● **Selection**:

################

Lobstermen cut the engines, parked their boats in the bay, and stood idly on the dock, not as rivals patrolling the same waters but as a unified force.
“We’d much rather be out on the water fishing than standing here,” said Farrell Beal, a lobsterman from Jonesport. “But we’re getting to where we don’t have a choice.”
In all, an estimated 350 lobstermen from Cutler to Stonington refused to haul traps Monday in an effort to raise awareness for what they believe is an unfair price margin that is threatening their livelihood.
“We hate to use this word ‘protest,’ but our overhead is killing us,” lobsterman Colby Young Sr. said Monday from the main dock in Corea. “The price of gas and bait and other supplies has gone up, but we’re still getting 1960s prices.”
The boat price for lobsters has dropped as low as $3.50 a pound, which Young said is way out of touch with current supply and market demand. In 2005, the boat price peaked at $4.62, but last year’s price per pound fell back to $4.09.
While lobstermen are getting only $3.50 a pound for their catch this year, dealers are selling the crustaceans for $10 or more per pound, Young said, and he wants to know who’s getting that money.
“Somewhere in between, there is some gouging going on,” he said, admitting that he has no idea who sets the prices.
A handful of local dealers reached by telephone Monday declined to comment on the protests, but one said prices often are dictated by competition from Canada.
Another dealer, Reid McLaughlin of McLaughlin Seafood in Bangor, said that in the past couple of years, he has charged customers $4 to $6 a pound, and this summer he is charging about $6.49 a pound.
He said that in 2005 he was charging $4.49 a pound for softshell lobsters smaller than 11/2 pounds, and $5.99 a pound for lobsters 11/2 pounds or larger.
“I think [prices] are right where they should be,” McLaughlin said.
A Bangor Daily News article from August 2005 stated that consumers statewide generally were paying about $6 a pound or more for the smaller soft-shell lobsters and $8 a pound and up for hard-shell lobsters.
Dana Tracy, who fishes out of Corea Harbor, said Monday that if the current trend continues it could seriously threaten a multimillion-dollar industry that is deeply rooted in Maine’s heritage.
“We’re not asking for both ends and the middle, just a little more on our end,” he said. “This industry could be destroyed. We have enough opposition without dealing with price issues.”
Maine is the nation’s largest supplier of lobsters. In 2006 alone, lobstermen caught 66 million pounds.
But while the state’s lobstermen are putting in the long hours to pull the crustaceans from the Atlantic Ocean, they said they have little control over anything else once the traps are pulled.

################

● **Records provided**:
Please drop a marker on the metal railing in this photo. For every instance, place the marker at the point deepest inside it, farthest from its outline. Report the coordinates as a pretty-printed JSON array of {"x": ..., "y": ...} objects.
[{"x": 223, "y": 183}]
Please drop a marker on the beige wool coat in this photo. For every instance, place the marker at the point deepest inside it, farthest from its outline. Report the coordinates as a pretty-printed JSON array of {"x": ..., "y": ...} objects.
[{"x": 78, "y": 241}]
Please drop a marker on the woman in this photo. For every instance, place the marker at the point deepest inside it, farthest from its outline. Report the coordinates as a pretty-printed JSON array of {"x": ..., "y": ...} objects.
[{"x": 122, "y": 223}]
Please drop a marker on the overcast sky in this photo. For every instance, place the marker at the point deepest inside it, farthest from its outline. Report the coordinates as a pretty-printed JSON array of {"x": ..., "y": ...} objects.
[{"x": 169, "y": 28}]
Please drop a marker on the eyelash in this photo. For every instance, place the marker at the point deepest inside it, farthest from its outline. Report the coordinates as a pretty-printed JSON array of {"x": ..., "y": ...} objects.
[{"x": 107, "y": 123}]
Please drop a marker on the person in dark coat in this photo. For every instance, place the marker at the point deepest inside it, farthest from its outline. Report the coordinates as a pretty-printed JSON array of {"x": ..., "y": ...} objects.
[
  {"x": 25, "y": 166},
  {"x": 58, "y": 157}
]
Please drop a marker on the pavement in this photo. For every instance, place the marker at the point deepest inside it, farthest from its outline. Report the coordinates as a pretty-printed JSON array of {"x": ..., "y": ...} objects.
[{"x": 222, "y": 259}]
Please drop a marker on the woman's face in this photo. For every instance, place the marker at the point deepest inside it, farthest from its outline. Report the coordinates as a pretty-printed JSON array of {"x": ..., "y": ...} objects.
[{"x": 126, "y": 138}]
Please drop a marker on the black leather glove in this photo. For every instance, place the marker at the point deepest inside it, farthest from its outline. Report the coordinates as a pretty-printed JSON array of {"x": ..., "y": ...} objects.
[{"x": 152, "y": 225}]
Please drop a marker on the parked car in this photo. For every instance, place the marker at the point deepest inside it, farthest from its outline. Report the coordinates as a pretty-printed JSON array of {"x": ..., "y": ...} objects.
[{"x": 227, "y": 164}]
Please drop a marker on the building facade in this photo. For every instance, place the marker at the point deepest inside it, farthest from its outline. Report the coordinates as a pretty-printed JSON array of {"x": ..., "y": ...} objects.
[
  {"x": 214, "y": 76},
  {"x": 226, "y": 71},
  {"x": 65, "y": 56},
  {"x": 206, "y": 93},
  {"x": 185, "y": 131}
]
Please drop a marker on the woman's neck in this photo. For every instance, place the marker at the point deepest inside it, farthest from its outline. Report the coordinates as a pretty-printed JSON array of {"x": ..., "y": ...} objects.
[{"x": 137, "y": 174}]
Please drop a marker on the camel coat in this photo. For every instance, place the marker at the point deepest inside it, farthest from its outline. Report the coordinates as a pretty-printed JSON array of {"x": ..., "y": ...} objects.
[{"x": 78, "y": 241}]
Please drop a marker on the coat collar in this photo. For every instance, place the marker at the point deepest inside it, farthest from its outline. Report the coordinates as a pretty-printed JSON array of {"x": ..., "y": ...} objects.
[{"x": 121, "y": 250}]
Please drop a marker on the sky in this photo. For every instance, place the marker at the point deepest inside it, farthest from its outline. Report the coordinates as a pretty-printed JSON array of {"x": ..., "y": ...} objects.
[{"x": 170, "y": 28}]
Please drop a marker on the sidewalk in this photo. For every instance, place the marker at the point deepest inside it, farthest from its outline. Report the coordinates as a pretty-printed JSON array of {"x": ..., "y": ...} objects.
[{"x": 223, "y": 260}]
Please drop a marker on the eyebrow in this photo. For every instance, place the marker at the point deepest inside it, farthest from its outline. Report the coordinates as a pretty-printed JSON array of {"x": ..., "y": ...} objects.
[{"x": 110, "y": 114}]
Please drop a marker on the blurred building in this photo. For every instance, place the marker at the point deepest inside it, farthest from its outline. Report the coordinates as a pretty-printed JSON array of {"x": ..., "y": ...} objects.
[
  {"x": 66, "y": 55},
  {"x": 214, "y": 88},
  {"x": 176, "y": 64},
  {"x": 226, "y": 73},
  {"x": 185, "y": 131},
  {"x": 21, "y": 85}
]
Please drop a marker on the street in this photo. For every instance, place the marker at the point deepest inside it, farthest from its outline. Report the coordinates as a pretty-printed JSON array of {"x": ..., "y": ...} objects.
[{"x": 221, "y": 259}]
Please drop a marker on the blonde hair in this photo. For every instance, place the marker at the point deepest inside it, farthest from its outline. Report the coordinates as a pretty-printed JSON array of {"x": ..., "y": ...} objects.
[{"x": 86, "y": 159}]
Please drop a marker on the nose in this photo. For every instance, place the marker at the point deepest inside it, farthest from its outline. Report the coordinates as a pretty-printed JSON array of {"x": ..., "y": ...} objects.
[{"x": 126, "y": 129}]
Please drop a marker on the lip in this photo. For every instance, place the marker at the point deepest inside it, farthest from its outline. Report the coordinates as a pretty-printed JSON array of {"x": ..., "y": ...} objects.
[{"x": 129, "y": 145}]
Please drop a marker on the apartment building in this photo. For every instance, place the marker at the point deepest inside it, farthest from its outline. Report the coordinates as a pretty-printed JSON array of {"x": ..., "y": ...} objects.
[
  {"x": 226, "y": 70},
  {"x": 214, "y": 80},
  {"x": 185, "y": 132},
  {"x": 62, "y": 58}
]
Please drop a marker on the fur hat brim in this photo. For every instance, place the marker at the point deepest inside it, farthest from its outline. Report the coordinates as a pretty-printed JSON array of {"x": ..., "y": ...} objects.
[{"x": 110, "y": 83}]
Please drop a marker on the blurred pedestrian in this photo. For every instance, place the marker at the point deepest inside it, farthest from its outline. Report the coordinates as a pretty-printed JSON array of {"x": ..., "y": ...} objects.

################

● **Tasks for this exercise**:
1. According to the lobster price article, why did the lobstermen refuse to haul their traps on Monday? Answer in one to three sentences.
2. Write out the passage of the lobster price article from "Dana Tracy, who" to "in Maine’s heritage.", word for word.
Base your work on the lobster price article alone, not on the rows.

● **Results**:
1. They wanted to raise awareness of what they believe is an unfair price margin that threatens their livelihood. Their overhead, including the price of gas, bait and other supplies, has gone up, while the boat price for lobsters has dropped as low as $3.50 a pound.

2.
Dana Tracy, who fishes out of Corea Harbor, said Monday that if the current trend continues it could seriously threaten a multimillion-dollar industry that is deeply rooted in Maine’s heritage.